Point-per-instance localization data
⟨

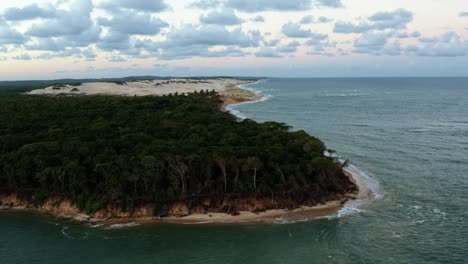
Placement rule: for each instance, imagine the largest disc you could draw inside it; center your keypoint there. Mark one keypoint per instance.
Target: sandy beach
(230, 93)
(303, 213)
(224, 86)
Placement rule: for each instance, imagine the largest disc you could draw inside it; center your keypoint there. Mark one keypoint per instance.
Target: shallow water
(410, 134)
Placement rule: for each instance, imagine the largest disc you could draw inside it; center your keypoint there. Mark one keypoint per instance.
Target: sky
(53, 39)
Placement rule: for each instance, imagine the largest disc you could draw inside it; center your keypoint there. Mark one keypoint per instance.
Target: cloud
(347, 27)
(324, 20)
(68, 22)
(210, 35)
(258, 19)
(329, 3)
(131, 23)
(223, 17)
(152, 6)
(267, 52)
(448, 45)
(84, 39)
(397, 19)
(200, 41)
(23, 56)
(370, 43)
(87, 54)
(205, 4)
(29, 12)
(289, 48)
(307, 19)
(200, 51)
(280, 5)
(293, 30)
(9, 35)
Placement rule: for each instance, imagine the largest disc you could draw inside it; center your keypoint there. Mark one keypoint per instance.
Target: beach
(64, 209)
(230, 93)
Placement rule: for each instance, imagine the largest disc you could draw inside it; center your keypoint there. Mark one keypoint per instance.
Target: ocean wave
(357, 206)
(119, 226)
(232, 108)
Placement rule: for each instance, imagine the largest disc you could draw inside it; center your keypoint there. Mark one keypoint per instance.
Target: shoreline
(231, 94)
(274, 216)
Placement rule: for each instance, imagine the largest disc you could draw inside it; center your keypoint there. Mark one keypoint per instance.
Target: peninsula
(161, 150)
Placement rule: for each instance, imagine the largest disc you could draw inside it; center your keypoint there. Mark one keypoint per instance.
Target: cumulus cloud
(267, 52)
(199, 41)
(68, 22)
(397, 19)
(131, 23)
(258, 19)
(23, 56)
(87, 54)
(138, 5)
(289, 48)
(205, 4)
(370, 43)
(448, 45)
(307, 19)
(223, 17)
(9, 35)
(293, 30)
(29, 12)
(86, 38)
(323, 20)
(280, 5)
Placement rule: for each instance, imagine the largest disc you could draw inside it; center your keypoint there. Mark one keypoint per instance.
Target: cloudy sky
(45, 39)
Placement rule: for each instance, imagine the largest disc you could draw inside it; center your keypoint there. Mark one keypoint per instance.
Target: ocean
(409, 136)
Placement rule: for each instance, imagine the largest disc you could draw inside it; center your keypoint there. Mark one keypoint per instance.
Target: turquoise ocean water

⟩

INSTRUCTIONS TO FOLLOW: With the images omitted, retype the records above exactly.

EXERCISE ANSWER:
Placement rule: for each instance, imagine the largest disc you could draw inside it; center your keypoint there. Mark one keypoint per instance.
Target: sandy beach
(230, 93)
(303, 213)
(224, 86)
Placement rule: for each instance, imagine the largest disc you could draw inside it; center your keypoint there. Mark one keypoint per instance.
Target: shallow water
(410, 134)
Placement rule: for each instance, imagine the largest disc you could draw inside it; center your keypoint there. Mark one keypoint per instance.
Target: sky
(53, 39)
Placement rule: for each instance, imagine the largest disc you could draw inside it; center your keypoint there. Mark one keypoint per instance.
Target: cloud
(347, 27)
(324, 20)
(68, 22)
(210, 35)
(258, 19)
(329, 3)
(131, 23)
(223, 17)
(152, 6)
(267, 52)
(448, 45)
(84, 39)
(397, 19)
(200, 41)
(23, 56)
(370, 43)
(87, 54)
(205, 4)
(29, 12)
(289, 48)
(307, 19)
(200, 51)
(280, 5)
(293, 30)
(9, 35)
Placement rule: for each instance, imagine the largest disc you could draw inside it; center your keypoint there. Mark one keypoint per instance.
Target: beach
(64, 209)
(230, 93)
Placement rule: for each instance, imagine the largest disc you could draw inside it; center your keypoint there. Mark one keypoint per instance.
Target: ocean wave
(357, 206)
(119, 226)
(232, 108)
Placement rule: for each instance, imagine the largest disc you could draw inside it; center your keypoint there. Mark one keypoint per instance.
Target: shoreline
(231, 94)
(274, 216)
Placement rule: for each instance, imagine the largest disc you could draw inside it; center your keypoint there. Mark one keypoint per instance.
Target: peninsula
(161, 150)
Placement rule: for each instance, imagine the largest disc you could draw inside it; center your keypoint there. Mark one keypoint per instance.
Target: cumulus cloud
(267, 52)
(199, 41)
(68, 22)
(397, 19)
(131, 23)
(258, 19)
(23, 56)
(87, 54)
(138, 5)
(289, 48)
(205, 4)
(370, 43)
(448, 45)
(307, 19)
(223, 17)
(9, 35)
(293, 30)
(29, 12)
(86, 38)
(323, 20)
(280, 5)
Placement rule: for each instance, imagine the largest disc you could draw inside it; center your keypoint there. Mark one keypoint per instance.
Target: cloudy sky
(45, 39)
Placement rule: for each instance, imagine the largest disc you could draw inside it; center your keypoint there. Mark one keypoint per instance.
Target: ocean
(409, 136)
Placement rule: for each instance, imagine the largest disc you could draw inside it; center your keypoint there. Mark one keypoint per instance.
Target: turquoise ocean water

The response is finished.